*** TEXTO DE ORIGEM

Acórdão nº 392/22.0YHLSB.L1-PICRS de Tribunal da Relação de Lisboa, 2023-07-13

Ano2023
Número Acordão392/22.0YHLSB.L1-PICRS
ÓrgãoTribunal da Relação de Lisboa
Acordam em conferência, na Secção da Propriedade Intelectual e da Concorrência, Regulação e Supervisão, do Tribunal da Relação de Lisboa


Resumo do litígio entre as partes

1.–O litígio entre as partes prende-se com a utilização da palavra “Atlantiko” na marca mista, nominativa e figurativa, da recorrida que contém a palavra “Atlantiko” e foi registada posteriormente à marca nominativa da recorrente “Sabor Atlântiko”, destinando-se ambas a assinalar serviços idênticos de restauração.

2.–A recorrente impugna a decisão sobre a matéria de facto e alega que a sentença recorrida infringiu os deveres da boa gestão processual, da justa composição do litígio, do julgamento de mérito, previstos nos artigos , , , , 411º e 607º do Código de Processo Civil (CPC) e invoca a nulidade da sentença, por omissão de pronúncia, prevista no artigo 615.º n.º 1 – d) do CPC.

3.–A este propósito, a recorrente defende que a sentença recorrida devia ter apreciado a questão de mérito, que se prende com o risco de confusão entre as marcas conflituantes e com a invalidade da marca da recorrida, à luz do disposto nos artigos 210.º, 231.º, 232.º e 238.º do Código da Propriedade Industrial (CPI).

Decisão do INPI e sentença impugnada

4.–A recorrente apresentou no Instituto Nacional da Propriedade Industrial (doravante também INPI), um pedido de nulidade, de anulação e de reversão a seu favor, da marca nacional n.º 654472, registada a favor da recorrida, invocando, além do mais, o disposto nos artigos 32.º e 33.º do CPI, o que foi indeferido por decisão do INPI N.º 018/DE.D./2022 de 20.7.2022 (cf. referência citius 104522).

******

■ REQUISITOS DAS TAREFAS:
A. Reescreva o trecho do acórdão que começa em "2.–A recorrente impugna" e termina em "1 – d) do CPC.", substituindo "recorrente" por "apelante".
B. Segundo o acórdão, qual é o número da marca nacional registada a favor da recorrida que foi alvo do pedido apresentado ao INPI?
C. Continue o acórdão a partir da última frase apresentada.

*** EXCERTOS DO MATERIAL

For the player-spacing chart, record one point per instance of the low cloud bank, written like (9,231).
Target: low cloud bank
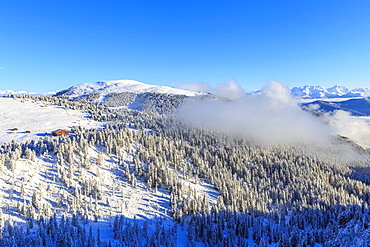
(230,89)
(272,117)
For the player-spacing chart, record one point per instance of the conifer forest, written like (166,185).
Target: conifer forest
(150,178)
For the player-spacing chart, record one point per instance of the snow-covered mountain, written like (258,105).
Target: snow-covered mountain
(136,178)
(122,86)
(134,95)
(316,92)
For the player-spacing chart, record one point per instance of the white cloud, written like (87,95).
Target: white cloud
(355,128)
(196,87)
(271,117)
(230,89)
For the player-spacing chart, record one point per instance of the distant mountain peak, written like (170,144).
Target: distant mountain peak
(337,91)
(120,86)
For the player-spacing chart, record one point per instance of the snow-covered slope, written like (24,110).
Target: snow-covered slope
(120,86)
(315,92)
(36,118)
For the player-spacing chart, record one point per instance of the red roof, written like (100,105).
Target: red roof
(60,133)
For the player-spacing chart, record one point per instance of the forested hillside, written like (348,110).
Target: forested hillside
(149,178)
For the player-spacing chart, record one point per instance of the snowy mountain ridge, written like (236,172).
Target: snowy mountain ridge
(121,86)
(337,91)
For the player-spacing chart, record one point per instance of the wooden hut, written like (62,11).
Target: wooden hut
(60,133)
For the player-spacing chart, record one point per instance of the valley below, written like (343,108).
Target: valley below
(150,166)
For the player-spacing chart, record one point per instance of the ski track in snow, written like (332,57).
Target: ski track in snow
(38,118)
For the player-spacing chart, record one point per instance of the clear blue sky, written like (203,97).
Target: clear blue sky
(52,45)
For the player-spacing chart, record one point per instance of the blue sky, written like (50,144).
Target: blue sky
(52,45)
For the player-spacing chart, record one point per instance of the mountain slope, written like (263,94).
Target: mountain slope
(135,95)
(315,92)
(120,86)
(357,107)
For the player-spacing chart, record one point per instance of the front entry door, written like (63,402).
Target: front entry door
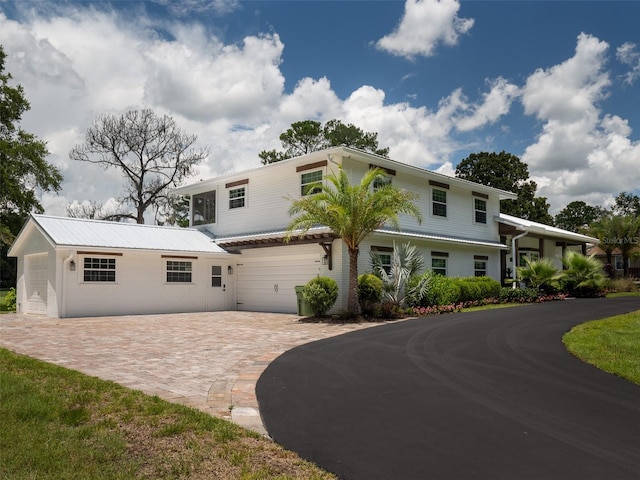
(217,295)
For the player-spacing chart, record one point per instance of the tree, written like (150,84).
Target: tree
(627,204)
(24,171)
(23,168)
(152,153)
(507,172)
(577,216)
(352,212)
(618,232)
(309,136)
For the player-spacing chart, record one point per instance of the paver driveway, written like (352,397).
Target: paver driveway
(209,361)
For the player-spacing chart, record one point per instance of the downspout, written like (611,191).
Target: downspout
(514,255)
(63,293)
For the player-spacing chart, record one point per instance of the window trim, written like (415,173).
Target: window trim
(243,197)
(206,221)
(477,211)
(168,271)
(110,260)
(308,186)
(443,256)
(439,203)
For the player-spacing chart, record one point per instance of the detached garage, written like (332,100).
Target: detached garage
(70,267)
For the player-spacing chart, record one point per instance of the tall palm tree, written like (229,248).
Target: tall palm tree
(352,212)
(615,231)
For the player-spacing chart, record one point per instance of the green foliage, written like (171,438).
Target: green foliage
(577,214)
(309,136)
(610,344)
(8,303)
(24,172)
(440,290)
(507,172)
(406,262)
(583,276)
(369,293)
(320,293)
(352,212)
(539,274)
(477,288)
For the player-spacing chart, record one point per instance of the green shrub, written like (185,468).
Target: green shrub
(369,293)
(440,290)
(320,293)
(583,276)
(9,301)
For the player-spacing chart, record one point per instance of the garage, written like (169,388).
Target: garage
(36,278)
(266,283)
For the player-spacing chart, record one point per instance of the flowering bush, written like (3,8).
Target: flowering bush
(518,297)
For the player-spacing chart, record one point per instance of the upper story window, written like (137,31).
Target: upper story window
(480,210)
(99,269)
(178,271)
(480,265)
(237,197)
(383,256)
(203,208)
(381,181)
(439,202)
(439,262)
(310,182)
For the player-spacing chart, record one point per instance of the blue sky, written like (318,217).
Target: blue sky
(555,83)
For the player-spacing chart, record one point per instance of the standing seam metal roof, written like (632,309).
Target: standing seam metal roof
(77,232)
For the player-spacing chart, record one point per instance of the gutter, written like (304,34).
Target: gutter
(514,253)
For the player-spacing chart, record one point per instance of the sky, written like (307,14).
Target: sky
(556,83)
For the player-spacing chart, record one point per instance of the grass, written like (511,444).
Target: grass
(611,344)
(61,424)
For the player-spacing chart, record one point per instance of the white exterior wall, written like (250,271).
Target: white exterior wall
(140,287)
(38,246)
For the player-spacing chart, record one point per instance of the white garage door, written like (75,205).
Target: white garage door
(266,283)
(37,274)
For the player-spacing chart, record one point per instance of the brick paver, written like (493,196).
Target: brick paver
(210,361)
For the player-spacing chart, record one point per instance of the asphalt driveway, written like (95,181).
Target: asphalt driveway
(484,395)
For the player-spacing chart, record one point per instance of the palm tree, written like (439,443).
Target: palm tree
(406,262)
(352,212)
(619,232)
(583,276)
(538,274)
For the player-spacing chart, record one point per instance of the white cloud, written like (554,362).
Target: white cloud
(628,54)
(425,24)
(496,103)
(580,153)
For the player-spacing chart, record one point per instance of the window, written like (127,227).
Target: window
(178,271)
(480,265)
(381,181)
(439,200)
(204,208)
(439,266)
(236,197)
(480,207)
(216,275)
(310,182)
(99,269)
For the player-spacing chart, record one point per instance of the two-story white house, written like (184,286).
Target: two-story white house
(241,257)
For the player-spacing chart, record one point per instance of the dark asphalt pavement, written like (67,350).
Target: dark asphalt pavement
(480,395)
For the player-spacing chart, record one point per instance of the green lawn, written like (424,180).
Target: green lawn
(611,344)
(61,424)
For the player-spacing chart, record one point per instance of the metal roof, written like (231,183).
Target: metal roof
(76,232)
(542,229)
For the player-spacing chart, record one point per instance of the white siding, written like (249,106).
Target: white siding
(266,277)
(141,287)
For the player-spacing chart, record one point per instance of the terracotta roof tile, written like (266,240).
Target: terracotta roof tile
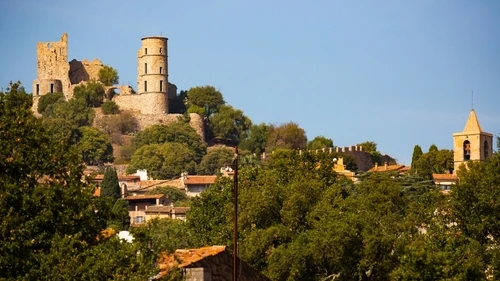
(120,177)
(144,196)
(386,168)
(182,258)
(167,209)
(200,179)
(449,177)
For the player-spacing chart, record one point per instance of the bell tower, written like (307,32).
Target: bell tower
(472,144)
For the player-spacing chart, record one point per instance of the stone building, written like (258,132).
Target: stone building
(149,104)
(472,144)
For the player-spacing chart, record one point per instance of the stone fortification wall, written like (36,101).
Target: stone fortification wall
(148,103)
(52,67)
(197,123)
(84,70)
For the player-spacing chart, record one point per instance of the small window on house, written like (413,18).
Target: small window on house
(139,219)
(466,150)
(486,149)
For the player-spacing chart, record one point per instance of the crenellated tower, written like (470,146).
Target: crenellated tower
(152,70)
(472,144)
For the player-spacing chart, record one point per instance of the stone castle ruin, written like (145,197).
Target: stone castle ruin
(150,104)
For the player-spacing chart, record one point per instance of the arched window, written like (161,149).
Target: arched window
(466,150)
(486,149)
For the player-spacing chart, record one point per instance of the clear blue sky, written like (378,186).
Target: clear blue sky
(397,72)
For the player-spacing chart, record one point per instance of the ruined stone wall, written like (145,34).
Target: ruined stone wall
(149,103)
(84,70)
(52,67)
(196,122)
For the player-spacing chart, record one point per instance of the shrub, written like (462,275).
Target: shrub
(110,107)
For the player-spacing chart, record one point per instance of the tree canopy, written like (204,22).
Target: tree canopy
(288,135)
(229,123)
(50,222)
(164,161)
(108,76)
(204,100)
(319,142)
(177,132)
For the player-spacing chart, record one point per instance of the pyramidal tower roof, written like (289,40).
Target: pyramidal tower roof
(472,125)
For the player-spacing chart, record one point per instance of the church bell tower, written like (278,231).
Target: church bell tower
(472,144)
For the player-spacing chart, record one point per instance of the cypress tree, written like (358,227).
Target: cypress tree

******

■ RESULTADOS DO EXERCÍCIO:
A.
2.–A apelante impugna a decisão sobre a matéria de facto e alega que a sentença recorrida infringiu os deveres da boa gestão processual, da justa composição do litígio, do julgamento de mérito, previstos nos artigos , , , , 411º e 607º do Código de Processo Civil (CPC) e invoca a nulidade da sentença, por omissão de pronúncia, prevista no artigo 615.º n.º 1 – d) do CPC.

B. A marca nacional n.º 654472.

C.
5.–Da decisão do INPI mencionada no parágrafo anterior, a recorrente interpôs recurso de impugnação judicial junto do Tribunal da Propriedade Intelectual (doravante também Tribunal a quo, Tribunal recorrido ou Tribunal de primeira instância), formulando o seguinte pedido:

“(...) deve a decisão do INPI ser revogada [e substituída] por outra que declare a nulidade do registo da marca nacional 654472 ou, assim não entendendo, declare a anulação da mesma marca por violação do artº 232º do CPI, mais cumprindo o n. 2 do artº 33 CPI, o registo reverta totalmente a seu favor ou, não colhendo os ditames do n. 2 do artº 33º, que seja recusado o registo.”

6.–O INPI remeteu ao Tribunal o processo administrativo acompanhado dos elementos de informação a que alude o artigo 42.º do CPI.

7.–Citada, a recorrida respondeu, pugnando pela improcedência da impugnação judicial.

8.–O Tribunal da Propriedade Intelectual, por sentença de 9.1.2023 (referência citius 512482), julgou improcedente o recurso de impugnação judicial, mantendo a decisão que concedeu o registo da marca da recorrida, aqui em crise.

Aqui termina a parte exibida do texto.